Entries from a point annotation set

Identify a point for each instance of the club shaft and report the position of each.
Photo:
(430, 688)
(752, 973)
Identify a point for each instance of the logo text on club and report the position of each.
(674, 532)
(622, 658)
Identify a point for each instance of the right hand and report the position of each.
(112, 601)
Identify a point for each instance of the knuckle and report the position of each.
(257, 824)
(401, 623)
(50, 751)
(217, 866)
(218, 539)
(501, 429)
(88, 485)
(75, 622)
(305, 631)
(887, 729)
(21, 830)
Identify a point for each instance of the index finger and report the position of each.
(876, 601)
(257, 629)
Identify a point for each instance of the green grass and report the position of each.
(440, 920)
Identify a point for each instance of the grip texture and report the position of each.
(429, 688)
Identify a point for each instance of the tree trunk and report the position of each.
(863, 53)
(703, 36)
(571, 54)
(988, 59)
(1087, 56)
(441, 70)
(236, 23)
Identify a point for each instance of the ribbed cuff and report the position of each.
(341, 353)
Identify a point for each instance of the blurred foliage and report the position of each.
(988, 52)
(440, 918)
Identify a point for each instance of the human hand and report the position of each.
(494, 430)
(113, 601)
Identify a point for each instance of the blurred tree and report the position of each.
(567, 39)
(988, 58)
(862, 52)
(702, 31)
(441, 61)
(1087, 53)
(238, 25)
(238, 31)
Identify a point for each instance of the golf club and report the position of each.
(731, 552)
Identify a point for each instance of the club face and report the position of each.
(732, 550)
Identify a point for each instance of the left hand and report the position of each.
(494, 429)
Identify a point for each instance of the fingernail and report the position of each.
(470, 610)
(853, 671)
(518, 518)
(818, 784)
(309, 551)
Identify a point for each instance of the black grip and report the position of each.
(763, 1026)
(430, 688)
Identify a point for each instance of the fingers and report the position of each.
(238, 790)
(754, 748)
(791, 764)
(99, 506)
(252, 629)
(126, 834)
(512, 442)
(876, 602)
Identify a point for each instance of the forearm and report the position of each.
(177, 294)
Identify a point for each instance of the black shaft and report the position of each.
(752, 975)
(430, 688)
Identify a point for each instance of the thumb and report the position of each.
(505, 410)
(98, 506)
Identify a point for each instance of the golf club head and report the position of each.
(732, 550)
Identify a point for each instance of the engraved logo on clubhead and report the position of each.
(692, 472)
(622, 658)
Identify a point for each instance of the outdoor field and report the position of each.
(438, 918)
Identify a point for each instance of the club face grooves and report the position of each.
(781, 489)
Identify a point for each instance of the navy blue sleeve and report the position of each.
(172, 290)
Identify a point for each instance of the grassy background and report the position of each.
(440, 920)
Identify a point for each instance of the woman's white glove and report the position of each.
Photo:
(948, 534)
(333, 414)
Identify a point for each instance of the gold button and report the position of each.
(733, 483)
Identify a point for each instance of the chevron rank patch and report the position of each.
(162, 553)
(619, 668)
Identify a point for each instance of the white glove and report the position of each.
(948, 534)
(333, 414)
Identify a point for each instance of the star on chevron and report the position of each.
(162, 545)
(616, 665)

TASK PROMPT
Rewrite all of the records above, replacing "Identify" with "Locate" everywhere and changing nothing else.

REPLY TO THE EXERCISE
Locate a point for each instance of the club shaft and report the position of each.
Photo:
(430, 688)
(752, 973)
Locate a point for each instance of the logo text on club and report the position of each.
(674, 532)
(622, 658)
Locate a point for each instance of the right hand and report the position of each.
(112, 601)
Locate a point for each instance of the knuckle and report the position of each.
(257, 824)
(401, 623)
(50, 751)
(217, 866)
(218, 539)
(501, 429)
(88, 485)
(75, 622)
(305, 631)
(887, 729)
(21, 830)
Locate a point for each instance of the index finger and report the position of each.
(876, 601)
(257, 629)
Locate a point for each instance of the green grass and report the position of each.
(440, 920)
Locate a point for each instance of the grip texture and report the position of each.
(429, 688)
Locate a point for each instance of the tree trunk and report the position of each.
(863, 53)
(703, 36)
(571, 54)
(988, 59)
(1087, 56)
(441, 70)
(236, 23)
Locate a point for each instance of the ribbed cuff and report the position of each.
(341, 353)
Locate a point for each instance of the blurred foliage and report the position of each.
(988, 52)
(440, 918)
Locate a point for each instance of the human hand and report the position of each.
(494, 430)
(113, 601)
Locate a point for each instance of the blurred tree and report the position of each.
(567, 39)
(988, 58)
(862, 52)
(702, 31)
(441, 61)
(1087, 53)
(238, 25)
(238, 31)
Locate a point for each instance of the golf club and report the position of each.
(731, 552)
Locate a point for each instance of the club face and report the position of each.
(732, 550)
Locate a point for each instance of the left hand and report the position of each.
(494, 429)
Locate a point for each instance of the fingernail and report the position of each.
(470, 610)
(853, 671)
(518, 518)
(818, 784)
(309, 551)
Locate a point for each instance of the black grip and report the position of each.
(763, 1026)
(430, 688)
Locate a point for each instance of the fingers and report the position of each.
(238, 790)
(754, 748)
(791, 764)
(99, 506)
(252, 629)
(126, 834)
(512, 442)
(876, 602)
Locate a point for each instance of the forearm and report the position of each.
(177, 294)
Locate a point for each instance of the black shaft and report the position of each.
(752, 975)
(430, 688)
Locate a point for each instance of the thumb and report the position of each.
(505, 410)
(98, 506)
Locate a point for each instance of the golf club head and report the position of each.
(732, 550)
Locate a point for each instance of the engraved logo on clubhead and report the position of each.
(692, 472)
(622, 658)
Locate a point for each instance of the outdoor field and report the position of each.
(438, 918)
Locate a point for each instance of the club face grooves and report the position of each.
(781, 489)
Locate a point for each instance of the navy blue sleeve and report the position of each.
(172, 290)
Locate a point for each instance of the grassy background and report the position of each.
(440, 920)
Locate a point for each instance of the woman's white glove and report the position of each.
Photo:
(948, 534)
(333, 414)
Locate a point for each instance of the gold button and report the position of each.
(733, 483)
Locate a point for each instance of the chevron rank patch and report the position of each.
(162, 553)
(619, 668)
Locate a point for each instance of the white glove and report the position of each.
(948, 534)
(333, 414)
Locate a point for each instance of the star on chevron and report the position of each.
(162, 545)
(616, 665)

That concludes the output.